======== READING PASSAGE
The following is an excerpt from our recently published whitepaper, “Self-Supervised Learning – AI for Complex Network Security.” The author, Dr. Peter Stephenson, is a cybersecurity and digital forensics expert having practiced in the security, forensics and digital investigation fields for over 55 years.
Section 2 – Machine Learning, Deep Learning and Neural Networks, Oh My!
There are three more terms that get bandied about without much real definition in typical marketing materials. They, like AI, have become buzzwords without usually giving a lay description of what they really mean (or don’t mean). Since Russell’s whitepaper gives us a great start, let’s take a little deeper dive. This is important because, as we progress to the all-important “what’s in it for me?” question, we need a little technical background to help us get past the jargon.
If we think of machine learning (ML) as fact gathering and Deep Learning (DL) as interpretation we’ll be pretty close on the meat of the terms. It’s really a bit more than that, of course.
Machine learning does, in fact, gather data but it does not require explicit programming to do so. For example, first generation anti-virus products worked on the basis of signatures. They looked for a signature – a specific bit pattern – to identify a virus.
That was pretty simple to fool and the moment a new .dat file emerged from a vendor, a set of changes to the viruses it could identify appeared in the criminal hacker underground. The virus writers made the changes and the AV product’s efficacy was diminished substantially until the next round at which time, of course, the cycle repeated. These .dat files and their countermeasures by the adversary were not ML. They were, simply, pattern recognition.
The next step the AV vendors took was the introduction of heuristics and behavior-based analysis. These at their inception were crude examples of ML. The AV was observing known signatures and looking for things that looked or behaved a bit like them. So the fact gathering was there but there was a bit more intelligence applied to it.
================
### WHAT TO PRODUCE
Please render this sentence from the machine learning excerpt in Spanish: "Machine learning does, in fact, gather data but it does not require explicit programming to do so."
======== DATA FOR ANALYSIS
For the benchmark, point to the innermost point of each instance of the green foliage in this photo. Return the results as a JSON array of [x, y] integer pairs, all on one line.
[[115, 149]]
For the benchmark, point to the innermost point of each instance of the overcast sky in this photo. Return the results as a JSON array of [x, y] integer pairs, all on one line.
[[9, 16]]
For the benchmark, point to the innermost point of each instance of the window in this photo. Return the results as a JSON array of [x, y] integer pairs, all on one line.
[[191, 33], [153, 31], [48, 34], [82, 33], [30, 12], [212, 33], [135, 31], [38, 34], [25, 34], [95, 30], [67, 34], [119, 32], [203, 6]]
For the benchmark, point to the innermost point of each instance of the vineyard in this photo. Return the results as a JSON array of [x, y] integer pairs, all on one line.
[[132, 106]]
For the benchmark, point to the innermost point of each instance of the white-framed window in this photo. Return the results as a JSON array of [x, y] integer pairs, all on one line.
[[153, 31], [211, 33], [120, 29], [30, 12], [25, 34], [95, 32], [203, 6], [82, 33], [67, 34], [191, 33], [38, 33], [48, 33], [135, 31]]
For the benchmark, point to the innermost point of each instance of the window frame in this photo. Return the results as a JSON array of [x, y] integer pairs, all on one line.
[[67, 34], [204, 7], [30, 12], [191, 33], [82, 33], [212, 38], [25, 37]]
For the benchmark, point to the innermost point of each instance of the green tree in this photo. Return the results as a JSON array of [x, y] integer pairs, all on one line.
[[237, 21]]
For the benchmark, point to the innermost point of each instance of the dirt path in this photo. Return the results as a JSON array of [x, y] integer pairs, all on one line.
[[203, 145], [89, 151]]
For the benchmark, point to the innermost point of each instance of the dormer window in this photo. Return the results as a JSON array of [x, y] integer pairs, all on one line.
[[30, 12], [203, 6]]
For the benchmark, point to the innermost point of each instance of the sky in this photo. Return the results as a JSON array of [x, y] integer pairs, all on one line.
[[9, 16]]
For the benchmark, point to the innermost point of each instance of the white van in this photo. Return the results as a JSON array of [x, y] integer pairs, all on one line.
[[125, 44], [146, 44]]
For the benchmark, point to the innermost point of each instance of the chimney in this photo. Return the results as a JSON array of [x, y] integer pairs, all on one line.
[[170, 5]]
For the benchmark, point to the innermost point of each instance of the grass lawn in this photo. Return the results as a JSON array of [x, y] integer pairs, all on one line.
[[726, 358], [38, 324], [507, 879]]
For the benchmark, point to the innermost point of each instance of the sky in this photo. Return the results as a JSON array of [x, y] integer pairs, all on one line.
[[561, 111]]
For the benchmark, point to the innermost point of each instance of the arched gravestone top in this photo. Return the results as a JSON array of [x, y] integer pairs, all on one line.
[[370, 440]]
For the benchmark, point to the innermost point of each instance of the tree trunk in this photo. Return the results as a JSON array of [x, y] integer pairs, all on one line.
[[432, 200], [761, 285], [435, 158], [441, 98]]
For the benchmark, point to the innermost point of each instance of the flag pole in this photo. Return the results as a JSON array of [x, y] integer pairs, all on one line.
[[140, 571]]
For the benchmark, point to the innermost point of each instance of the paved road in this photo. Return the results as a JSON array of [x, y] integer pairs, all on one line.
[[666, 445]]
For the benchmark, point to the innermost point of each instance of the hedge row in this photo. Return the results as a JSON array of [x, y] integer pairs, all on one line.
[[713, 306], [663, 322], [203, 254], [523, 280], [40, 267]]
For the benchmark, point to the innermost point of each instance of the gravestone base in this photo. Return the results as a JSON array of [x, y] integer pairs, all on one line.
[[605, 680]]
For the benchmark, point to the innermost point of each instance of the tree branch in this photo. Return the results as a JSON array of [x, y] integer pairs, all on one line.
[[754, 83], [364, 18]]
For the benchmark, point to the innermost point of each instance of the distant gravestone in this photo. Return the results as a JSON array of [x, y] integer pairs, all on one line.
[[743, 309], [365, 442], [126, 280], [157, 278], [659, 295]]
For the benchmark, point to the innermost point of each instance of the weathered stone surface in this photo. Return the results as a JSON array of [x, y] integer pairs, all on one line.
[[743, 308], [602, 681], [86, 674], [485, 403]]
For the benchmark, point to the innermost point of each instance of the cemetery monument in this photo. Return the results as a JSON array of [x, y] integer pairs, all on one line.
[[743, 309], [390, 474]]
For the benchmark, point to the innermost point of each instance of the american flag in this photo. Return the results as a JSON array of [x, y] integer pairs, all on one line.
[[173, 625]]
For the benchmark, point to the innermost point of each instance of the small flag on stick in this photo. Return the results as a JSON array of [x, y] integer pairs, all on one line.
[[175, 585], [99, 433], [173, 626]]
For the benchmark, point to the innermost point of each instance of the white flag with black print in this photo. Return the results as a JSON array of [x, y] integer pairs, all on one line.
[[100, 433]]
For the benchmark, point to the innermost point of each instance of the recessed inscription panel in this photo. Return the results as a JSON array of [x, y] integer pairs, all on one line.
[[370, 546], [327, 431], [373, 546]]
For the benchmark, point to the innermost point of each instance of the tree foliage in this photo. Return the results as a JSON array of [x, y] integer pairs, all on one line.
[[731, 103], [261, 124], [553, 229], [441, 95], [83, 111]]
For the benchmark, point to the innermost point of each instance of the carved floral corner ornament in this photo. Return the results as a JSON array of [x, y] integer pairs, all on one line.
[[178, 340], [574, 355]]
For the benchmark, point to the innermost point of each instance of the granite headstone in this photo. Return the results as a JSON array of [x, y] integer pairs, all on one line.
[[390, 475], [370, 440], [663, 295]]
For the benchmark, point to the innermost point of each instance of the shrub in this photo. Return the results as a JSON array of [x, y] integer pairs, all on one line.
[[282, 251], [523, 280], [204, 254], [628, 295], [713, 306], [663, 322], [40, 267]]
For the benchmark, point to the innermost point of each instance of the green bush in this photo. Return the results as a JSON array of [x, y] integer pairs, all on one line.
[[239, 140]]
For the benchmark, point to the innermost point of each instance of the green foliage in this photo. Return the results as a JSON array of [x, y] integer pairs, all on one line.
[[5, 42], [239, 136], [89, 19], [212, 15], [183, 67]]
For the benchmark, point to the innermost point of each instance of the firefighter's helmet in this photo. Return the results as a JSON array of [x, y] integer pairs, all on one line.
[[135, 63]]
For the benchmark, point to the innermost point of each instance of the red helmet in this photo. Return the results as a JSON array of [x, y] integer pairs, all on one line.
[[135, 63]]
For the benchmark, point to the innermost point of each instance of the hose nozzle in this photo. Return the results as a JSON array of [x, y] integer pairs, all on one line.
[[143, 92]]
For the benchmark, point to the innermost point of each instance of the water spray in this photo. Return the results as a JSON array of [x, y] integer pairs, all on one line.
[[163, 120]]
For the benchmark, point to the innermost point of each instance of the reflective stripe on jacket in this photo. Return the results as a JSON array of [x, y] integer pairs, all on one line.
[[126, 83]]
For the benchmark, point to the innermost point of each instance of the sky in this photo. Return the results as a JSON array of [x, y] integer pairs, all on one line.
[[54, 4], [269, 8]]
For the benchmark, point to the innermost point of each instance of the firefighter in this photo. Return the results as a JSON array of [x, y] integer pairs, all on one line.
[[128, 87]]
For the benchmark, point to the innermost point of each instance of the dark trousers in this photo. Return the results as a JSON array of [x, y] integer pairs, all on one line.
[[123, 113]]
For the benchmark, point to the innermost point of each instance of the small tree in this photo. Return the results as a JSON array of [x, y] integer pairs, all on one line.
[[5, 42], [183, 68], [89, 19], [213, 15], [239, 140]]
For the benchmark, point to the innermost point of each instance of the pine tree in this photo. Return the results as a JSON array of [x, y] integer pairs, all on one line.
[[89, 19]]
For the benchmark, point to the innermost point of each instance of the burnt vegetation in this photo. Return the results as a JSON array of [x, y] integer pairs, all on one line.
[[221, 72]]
================
### OUTPUT OF THE EXERCISE
El aprendizaje automático, de hecho, recopila datos, pero no requiere programación explícita para hacerlo.